**Directions:** Rewrite the entries below, changing "innermost point" to "most central point" wherever it occurs and leaving everything else as it is.
------ Exercise inputs ------
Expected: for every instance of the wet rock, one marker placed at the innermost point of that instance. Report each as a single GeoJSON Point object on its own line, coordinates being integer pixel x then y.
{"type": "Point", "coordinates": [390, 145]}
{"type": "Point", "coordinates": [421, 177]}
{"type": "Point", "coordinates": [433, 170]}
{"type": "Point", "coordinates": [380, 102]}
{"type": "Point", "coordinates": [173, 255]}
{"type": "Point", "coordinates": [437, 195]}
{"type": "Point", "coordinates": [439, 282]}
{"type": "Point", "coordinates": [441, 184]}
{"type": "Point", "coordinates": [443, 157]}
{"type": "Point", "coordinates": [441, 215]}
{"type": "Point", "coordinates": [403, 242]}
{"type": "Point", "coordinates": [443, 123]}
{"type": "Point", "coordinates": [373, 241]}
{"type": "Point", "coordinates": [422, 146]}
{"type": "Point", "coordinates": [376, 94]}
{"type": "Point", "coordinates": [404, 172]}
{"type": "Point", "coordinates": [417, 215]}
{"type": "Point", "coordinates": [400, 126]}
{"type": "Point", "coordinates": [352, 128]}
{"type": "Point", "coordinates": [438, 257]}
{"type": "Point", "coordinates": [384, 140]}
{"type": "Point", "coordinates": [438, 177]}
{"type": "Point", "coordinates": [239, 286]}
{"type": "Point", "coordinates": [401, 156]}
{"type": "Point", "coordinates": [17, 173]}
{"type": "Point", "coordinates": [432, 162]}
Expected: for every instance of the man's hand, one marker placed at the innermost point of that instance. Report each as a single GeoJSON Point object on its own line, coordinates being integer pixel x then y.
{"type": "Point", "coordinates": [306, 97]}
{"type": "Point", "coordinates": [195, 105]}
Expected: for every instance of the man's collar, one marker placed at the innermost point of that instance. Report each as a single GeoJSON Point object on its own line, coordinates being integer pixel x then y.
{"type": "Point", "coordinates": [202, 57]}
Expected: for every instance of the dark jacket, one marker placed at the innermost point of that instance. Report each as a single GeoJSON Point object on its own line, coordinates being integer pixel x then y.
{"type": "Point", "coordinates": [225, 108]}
------
**Written response:**
Expected: for every instance of the wet rock, one marker placed at the most central point of that instance. Report each as a single GeoJSON Point object on its own line, coordinates being integer pixel x then y.
{"type": "Point", "coordinates": [390, 145]}
{"type": "Point", "coordinates": [421, 177]}
{"type": "Point", "coordinates": [433, 170]}
{"type": "Point", "coordinates": [380, 102]}
{"type": "Point", "coordinates": [173, 255]}
{"type": "Point", "coordinates": [437, 195]}
{"type": "Point", "coordinates": [439, 282]}
{"type": "Point", "coordinates": [441, 184]}
{"type": "Point", "coordinates": [443, 157]}
{"type": "Point", "coordinates": [441, 215]}
{"type": "Point", "coordinates": [403, 242]}
{"type": "Point", "coordinates": [443, 123]}
{"type": "Point", "coordinates": [373, 241]}
{"type": "Point", "coordinates": [422, 146]}
{"type": "Point", "coordinates": [376, 94]}
{"type": "Point", "coordinates": [404, 172]}
{"type": "Point", "coordinates": [417, 215]}
{"type": "Point", "coordinates": [400, 126]}
{"type": "Point", "coordinates": [352, 128]}
{"type": "Point", "coordinates": [438, 257]}
{"type": "Point", "coordinates": [384, 140]}
{"type": "Point", "coordinates": [438, 177]}
{"type": "Point", "coordinates": [239, 286]}
{"type": "Point", "coordinates": [401, 156]}
{"type": "Point", "coordinates": [17, 173]}
{"type": "Point", "coordinates": [432, 162]}
Expected: for every instance of the man's hand, one marker placed at the most central point of that instance. Report each as a single GeoJSON Point object on its own line, coordinates being integer pixel x then y.
{"type": "Point", "coordinates": [306, 97]}
{"type": "Point", "coordinates": [195, 105]}
Expected: for every instance of the man's collar, one marker placed at the most central point of that instance. Report each as a single GeoJSON Point object on its own line, coordinates being integer pixel x then y.
{"type": "Point", "coordinates": [202, 57]}
Expected: for every instance of the dark jacket, one marker placed at the most central point of that instance. Report each as a single GeoJSON Point object on its own line, coordinates being integer pixel x then y.
{"type": "Point", "coordinates": [225, 108]}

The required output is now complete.